> [Extract]:

** START **

Annan Answers Critics on Iraq
By Nicole Winfield
Associated Press Writer
Wednesday, January 20,
1999; 4:23 a.m. EST
UNITED NATIONS (AP) -- U.N. Secretary-General Kofi Annan has launched a campaign to answer criticism of his role in the Iraq crisis, defending his record and stressing the limits of his office.
In an opinion piece in Tuesday's New York Times and a speech Tuesday night to the Council on Foreign Relations, Annan rebutted allegations that he was appeasing Saddam Hussein and insisted his goal was to make Iraq obey U.N. Security Council resolutions.
``Whatever means I have employed in my efforts in dealing with Iraq, my ends have never been in question,'' Annan told the Council on Foreign Relations, an independent think tank. ``By precedent, by principle, by charter and by duty, I am bound to seek those ends through peaceful diplomacy.''
In the past two weeks, newspaper editorials and magazine articles have attacked Annan personally and professionally, charging that he appeased Saddam and undermined U.N. weapons inspections.
The criticism began soon after Annan negotiated a February accord with Baghdad on access for inspectors. It escalated with his efforts in October to persuade Iraq to resume cooperation with inspectors and culminated with reports in The Washington Post and The Boston Globe this month that the United States was spying on Iraq via the U.N. weapons inspection system.
``The Indecent Decent Man,'' is the title of The New Republic's Feb. 1 profile of the U.N. chief, in which both his intellectual and moral judgment are severely attacked.

** END **

> [Supplied material]:

** START **

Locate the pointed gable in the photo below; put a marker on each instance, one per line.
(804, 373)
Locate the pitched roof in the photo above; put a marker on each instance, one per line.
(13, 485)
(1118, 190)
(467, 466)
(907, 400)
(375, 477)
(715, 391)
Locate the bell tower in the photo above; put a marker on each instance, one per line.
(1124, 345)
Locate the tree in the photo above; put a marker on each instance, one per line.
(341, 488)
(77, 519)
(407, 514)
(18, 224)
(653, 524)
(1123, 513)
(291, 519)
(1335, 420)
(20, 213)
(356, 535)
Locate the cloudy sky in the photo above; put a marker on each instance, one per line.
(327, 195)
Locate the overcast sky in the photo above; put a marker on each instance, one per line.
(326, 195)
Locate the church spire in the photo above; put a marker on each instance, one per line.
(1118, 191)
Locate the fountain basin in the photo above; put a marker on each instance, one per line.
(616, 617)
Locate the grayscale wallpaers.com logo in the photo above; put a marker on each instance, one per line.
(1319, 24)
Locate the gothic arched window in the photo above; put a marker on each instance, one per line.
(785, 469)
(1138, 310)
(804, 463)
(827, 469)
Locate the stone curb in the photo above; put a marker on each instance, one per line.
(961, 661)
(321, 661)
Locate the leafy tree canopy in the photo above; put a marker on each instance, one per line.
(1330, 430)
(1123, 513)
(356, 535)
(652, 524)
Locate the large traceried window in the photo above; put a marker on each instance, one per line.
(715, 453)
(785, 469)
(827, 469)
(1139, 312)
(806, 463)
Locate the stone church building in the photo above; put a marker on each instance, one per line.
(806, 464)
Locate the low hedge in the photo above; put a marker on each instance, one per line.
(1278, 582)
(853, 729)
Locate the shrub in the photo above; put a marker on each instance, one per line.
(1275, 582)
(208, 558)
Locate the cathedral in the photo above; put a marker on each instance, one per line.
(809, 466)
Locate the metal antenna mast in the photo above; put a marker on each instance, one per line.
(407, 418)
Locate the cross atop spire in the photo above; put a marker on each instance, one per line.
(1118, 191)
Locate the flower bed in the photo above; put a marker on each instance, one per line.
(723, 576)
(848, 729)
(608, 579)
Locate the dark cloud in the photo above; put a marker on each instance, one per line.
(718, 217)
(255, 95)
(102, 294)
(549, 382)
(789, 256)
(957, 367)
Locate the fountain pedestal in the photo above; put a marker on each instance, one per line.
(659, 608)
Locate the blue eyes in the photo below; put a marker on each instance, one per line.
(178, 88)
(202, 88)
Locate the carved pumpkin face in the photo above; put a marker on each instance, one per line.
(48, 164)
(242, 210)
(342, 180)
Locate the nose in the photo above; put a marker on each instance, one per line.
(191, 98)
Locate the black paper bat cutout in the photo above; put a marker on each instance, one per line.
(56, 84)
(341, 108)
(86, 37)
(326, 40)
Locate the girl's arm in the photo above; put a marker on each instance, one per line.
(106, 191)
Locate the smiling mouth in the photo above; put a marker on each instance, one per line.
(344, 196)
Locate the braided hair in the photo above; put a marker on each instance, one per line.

** END **

> [Task 1]: Rename "opinion piece" as "essay" in the part of the Annan article that opens with the words containing "In an opinion" and closes with "Security Council resolutions.", and give that part with the change made.
> [Task 2]: Condense the paragraph of the Annan article that begins "The criticism began soon after" into a shorter version that keeps its main facts.
Rely solely on the Annan article for everything that follows, not on the entries.

> [Finished answer 1]:
In an essay in Tuesday's New York Times and a speech Tuesday night to the Council on Foreign Relations, Annan rebutted allegations that he was appeasing Saddam Hussein and insisted his goal was to make Iraq obey U.N. Security Council resolutions.

> [Finished answer 2]: Criticism started after Annan's February accord with Baghdad on inspector access. It grew with his October push for Iraq to resume cooperation with inspectors. It peaked this month with Washington Post and Boston Globe reports that the United States was spying on Iraq through the U.N. inspection system.